### TASK TO COMPLETE
Once the line with "x=382 y=236" is found in the entries below, repeat it and each following line exactly, up to and including the line with "x=175 y=218". Add no other lines.

══════════

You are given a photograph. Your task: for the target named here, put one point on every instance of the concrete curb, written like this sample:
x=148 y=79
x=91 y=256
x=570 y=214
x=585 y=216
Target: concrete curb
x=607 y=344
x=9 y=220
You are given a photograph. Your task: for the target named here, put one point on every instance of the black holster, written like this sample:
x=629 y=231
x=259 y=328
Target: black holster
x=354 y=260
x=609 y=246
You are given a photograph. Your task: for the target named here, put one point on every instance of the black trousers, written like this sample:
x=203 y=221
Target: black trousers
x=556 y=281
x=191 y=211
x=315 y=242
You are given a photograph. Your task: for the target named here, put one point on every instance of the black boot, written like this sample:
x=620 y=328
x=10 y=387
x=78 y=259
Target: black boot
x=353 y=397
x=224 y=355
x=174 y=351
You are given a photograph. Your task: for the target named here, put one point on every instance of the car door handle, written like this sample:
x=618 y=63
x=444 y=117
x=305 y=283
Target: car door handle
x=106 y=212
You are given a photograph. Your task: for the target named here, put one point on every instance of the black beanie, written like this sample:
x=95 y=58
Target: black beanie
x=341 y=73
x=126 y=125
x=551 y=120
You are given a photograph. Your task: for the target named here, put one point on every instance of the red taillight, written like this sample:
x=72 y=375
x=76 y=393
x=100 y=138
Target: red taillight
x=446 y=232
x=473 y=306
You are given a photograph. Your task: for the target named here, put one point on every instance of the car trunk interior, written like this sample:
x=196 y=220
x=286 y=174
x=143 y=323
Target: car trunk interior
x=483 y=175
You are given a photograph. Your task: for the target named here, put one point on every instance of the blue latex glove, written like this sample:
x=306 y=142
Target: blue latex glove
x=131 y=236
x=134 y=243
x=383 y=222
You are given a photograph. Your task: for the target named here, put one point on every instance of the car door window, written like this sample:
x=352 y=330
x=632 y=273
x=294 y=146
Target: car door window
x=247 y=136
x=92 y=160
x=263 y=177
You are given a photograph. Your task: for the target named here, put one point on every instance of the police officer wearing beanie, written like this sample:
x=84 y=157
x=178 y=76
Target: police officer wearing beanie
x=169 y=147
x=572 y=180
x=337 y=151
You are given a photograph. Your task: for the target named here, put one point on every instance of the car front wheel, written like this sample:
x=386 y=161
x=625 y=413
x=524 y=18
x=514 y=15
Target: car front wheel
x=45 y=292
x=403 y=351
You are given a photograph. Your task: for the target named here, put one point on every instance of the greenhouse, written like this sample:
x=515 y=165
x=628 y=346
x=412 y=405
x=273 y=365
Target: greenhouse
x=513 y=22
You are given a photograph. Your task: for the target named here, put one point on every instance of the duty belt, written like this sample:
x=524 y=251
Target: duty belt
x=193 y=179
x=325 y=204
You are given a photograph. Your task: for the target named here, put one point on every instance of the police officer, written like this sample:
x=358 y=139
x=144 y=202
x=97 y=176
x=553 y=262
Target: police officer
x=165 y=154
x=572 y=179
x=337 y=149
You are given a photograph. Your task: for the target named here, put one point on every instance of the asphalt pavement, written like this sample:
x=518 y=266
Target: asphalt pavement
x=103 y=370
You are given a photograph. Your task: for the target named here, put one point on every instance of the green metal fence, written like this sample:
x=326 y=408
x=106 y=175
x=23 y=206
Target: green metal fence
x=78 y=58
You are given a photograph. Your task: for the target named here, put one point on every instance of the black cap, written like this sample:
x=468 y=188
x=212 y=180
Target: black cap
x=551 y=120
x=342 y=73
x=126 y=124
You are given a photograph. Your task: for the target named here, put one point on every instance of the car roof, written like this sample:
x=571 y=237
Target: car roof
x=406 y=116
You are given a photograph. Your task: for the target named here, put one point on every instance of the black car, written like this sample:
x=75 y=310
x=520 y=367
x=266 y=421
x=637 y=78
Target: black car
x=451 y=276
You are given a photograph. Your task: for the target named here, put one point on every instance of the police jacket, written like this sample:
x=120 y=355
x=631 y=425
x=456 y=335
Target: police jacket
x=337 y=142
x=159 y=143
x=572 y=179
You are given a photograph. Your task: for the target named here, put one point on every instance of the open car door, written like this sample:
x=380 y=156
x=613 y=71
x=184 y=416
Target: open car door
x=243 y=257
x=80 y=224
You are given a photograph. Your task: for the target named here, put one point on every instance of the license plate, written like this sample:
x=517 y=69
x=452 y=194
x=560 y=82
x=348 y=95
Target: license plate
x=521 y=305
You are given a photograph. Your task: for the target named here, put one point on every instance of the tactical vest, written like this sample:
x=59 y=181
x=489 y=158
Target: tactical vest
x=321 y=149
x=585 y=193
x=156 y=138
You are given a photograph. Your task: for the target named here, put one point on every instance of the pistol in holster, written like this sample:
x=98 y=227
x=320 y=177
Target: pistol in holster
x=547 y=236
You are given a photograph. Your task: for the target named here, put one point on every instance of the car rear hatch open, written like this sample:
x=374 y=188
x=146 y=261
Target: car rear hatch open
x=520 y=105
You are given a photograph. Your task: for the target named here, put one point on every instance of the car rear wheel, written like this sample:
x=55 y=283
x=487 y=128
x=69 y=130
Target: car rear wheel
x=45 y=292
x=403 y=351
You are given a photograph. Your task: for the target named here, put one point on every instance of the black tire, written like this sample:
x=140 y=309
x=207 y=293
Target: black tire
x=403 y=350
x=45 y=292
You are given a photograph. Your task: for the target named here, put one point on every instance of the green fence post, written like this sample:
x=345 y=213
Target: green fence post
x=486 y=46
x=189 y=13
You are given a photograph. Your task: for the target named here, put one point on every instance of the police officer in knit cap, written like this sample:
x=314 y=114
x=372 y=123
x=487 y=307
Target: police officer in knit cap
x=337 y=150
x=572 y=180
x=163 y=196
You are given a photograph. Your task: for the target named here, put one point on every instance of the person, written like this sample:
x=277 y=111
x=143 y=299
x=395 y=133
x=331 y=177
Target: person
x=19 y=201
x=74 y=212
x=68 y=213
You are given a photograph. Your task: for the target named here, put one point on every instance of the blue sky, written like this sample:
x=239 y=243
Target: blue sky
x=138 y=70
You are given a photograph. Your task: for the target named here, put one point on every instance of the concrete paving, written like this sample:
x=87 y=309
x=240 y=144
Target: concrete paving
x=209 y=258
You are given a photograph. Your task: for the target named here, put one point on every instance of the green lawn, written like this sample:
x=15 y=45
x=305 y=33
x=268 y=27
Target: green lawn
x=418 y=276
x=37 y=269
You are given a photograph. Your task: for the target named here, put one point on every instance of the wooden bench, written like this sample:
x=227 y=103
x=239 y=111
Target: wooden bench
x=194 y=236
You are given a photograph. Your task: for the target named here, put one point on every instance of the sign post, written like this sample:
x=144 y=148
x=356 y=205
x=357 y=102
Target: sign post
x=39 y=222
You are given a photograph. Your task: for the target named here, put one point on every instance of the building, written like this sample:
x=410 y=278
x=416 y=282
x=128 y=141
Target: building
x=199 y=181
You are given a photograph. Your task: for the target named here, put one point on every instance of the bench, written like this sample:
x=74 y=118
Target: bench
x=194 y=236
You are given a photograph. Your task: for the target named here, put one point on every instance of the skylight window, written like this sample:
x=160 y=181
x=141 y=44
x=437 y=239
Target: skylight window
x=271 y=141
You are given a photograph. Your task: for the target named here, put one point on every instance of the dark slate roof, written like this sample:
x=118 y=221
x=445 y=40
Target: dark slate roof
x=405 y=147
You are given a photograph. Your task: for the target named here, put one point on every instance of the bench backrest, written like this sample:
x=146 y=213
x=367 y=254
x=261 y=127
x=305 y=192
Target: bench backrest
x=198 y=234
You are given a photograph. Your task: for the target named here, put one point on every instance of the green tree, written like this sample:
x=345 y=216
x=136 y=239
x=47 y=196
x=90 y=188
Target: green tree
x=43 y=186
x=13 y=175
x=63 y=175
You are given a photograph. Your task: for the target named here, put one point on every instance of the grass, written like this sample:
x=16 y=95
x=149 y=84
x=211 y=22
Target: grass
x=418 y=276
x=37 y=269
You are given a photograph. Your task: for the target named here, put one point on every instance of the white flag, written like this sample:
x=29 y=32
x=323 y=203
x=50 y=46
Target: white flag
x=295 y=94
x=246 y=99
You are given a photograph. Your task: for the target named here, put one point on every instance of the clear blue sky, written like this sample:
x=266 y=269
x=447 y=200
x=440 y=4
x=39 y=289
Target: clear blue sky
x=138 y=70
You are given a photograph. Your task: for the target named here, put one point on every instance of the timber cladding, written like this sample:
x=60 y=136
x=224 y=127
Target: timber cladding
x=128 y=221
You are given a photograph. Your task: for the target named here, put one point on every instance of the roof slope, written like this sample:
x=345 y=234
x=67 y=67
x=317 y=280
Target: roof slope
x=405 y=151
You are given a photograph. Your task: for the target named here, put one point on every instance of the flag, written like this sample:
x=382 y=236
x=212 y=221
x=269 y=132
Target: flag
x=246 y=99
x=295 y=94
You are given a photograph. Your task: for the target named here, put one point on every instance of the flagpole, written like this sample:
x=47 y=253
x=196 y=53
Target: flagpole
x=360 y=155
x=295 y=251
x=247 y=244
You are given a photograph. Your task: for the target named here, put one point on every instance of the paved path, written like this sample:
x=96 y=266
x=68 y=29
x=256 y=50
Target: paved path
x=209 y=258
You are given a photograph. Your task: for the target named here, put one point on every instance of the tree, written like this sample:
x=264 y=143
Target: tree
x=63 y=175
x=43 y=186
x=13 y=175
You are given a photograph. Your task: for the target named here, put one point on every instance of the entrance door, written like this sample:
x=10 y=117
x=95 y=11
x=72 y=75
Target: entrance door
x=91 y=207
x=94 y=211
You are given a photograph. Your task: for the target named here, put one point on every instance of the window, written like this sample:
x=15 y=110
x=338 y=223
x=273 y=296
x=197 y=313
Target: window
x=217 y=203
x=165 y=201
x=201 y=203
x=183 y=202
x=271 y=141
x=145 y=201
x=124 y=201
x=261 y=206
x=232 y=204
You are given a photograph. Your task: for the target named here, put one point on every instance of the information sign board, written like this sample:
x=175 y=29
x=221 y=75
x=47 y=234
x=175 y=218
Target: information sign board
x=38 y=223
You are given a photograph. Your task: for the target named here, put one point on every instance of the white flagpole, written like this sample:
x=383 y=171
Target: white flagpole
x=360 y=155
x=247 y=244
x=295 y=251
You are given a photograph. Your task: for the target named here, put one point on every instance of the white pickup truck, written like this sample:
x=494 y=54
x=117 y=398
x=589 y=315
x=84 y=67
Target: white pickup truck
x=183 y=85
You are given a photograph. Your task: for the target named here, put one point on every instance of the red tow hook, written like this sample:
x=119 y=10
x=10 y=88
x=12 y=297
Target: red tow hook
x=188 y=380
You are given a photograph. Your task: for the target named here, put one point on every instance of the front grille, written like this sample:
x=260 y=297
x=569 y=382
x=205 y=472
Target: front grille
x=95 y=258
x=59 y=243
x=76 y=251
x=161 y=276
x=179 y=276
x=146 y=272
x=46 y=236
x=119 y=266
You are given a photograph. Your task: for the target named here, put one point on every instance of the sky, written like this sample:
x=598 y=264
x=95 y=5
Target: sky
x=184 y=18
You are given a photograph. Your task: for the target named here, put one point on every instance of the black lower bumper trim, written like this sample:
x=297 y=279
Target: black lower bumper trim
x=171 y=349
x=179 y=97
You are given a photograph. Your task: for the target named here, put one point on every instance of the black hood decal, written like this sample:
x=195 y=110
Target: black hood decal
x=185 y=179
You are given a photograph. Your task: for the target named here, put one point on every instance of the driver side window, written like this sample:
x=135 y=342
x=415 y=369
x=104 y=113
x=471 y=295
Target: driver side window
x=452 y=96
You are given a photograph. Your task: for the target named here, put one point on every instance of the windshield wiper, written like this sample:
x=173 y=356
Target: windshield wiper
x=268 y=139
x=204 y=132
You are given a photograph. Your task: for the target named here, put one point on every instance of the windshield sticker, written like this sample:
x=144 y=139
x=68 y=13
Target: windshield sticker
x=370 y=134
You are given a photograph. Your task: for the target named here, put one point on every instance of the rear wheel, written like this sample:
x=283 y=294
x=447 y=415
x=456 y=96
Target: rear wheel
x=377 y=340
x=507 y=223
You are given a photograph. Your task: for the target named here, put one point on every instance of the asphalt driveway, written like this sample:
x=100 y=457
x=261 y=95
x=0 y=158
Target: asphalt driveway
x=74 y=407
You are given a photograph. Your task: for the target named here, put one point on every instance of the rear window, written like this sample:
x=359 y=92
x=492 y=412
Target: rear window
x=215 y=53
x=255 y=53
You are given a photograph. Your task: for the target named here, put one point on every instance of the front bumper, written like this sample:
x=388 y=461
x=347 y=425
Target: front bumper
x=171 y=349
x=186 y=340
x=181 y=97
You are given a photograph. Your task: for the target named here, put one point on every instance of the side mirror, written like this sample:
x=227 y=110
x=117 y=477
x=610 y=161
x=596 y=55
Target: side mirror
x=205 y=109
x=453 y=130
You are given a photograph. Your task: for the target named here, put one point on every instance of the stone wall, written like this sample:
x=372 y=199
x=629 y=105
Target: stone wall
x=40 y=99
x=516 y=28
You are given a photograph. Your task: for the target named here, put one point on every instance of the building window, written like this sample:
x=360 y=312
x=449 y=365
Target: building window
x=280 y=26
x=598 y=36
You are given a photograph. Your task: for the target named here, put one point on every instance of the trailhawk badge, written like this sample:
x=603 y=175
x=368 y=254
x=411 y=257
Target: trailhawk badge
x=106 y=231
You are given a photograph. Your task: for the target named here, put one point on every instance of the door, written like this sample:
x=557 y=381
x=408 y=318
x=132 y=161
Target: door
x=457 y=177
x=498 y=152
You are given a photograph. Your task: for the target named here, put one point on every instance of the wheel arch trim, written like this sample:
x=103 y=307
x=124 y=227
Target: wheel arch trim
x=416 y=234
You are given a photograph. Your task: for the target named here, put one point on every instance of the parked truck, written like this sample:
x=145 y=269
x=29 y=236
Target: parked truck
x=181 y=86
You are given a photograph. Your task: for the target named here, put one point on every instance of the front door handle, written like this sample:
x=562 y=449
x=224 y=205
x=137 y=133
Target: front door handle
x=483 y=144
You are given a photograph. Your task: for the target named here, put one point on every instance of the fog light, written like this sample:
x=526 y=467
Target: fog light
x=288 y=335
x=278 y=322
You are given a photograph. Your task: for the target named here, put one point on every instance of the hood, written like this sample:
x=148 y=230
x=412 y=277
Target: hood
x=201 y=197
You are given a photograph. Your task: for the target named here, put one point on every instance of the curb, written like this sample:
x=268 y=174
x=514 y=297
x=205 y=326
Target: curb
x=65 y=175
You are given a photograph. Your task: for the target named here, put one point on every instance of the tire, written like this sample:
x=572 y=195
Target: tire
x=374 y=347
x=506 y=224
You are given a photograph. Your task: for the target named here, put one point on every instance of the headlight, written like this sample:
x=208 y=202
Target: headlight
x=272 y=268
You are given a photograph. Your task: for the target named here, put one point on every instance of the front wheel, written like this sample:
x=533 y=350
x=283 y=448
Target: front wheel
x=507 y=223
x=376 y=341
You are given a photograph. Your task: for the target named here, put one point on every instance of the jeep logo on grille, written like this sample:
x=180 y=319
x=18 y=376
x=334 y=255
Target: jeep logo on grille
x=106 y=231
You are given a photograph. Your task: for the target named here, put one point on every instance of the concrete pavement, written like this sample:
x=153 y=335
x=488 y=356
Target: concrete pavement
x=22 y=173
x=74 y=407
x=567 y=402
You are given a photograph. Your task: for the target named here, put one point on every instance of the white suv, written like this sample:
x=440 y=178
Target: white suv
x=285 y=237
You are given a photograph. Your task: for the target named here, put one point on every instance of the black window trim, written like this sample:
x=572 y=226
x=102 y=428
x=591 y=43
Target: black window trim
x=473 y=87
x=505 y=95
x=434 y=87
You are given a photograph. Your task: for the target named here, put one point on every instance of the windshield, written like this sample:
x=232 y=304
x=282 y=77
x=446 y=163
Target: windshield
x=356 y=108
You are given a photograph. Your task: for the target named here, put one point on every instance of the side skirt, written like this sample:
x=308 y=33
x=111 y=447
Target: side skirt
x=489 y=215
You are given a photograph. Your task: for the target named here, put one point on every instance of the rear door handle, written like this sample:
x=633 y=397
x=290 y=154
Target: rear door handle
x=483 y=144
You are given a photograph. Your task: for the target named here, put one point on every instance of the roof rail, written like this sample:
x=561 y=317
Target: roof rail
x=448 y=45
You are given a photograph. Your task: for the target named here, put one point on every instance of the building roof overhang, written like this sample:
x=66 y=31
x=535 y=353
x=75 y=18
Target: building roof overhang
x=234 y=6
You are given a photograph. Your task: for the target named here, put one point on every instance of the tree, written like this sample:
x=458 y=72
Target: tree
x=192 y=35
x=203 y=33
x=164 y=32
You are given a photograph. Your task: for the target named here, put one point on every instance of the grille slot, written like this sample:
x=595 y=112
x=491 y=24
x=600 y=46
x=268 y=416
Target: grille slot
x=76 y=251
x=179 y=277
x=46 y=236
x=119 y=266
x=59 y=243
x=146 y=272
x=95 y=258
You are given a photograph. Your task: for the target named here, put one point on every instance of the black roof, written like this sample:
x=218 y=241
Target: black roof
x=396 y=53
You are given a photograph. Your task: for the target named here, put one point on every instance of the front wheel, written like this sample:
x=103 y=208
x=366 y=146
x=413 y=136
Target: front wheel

══════════

### ANSWER TO THE EXERCISE
x=382 y=236
x=212 y=221
x=269 y=132
Target: flag
x=246 y=99
x=295 y=94
You are given a photograph. Your task: for the target named here, put one point on every instance of the flagpole, written like this sample:
x=47 y=253
x=196 y=53
Target: flagpole
x=360 y=155
x=295 y=251
x=247 y=244
You are given a photograph. Your task: for the target named here, put one point on every instance of the paved path, written like this sample:
x=96 y=266
x=68 y=29
x=256 y=50
Target: paved path
x=209 y=258
You are given a photograph. Your task: for the target named here, put one point on every instance of the tree, written like this sample:
x=264 y=143
Target: tree
x=63 y=175
x=43 y=186
x=13 y=175
You are given a photograph. Your task: for the target named here, put one point on every instance of the entrance door, written like this sample:
x=10 y=117
x=95 y=11
x=72 y=75
Target: entrance door
x=91 y=207
x=94 y=211
You are given a photograph. Your task: for the target named here, put one point on every instance of the window, written like this sample:
x=15 y=110
x=338 y=223
x=273 y=296
x=197 y=313
Target: window
x=217 y=203
x=165 y=201
x=201 y=203
x=183 y=202
x=271 y=141
x=145 y=201
x=124 y=201
x=261 y=206
x=232 y=204
You are given a photograph. Your task: for the target named here, put one point on every instance of the information sign board, written like this sample:
x=175 y=29
x=221 y=75
x=47 y=234
x=175 y=218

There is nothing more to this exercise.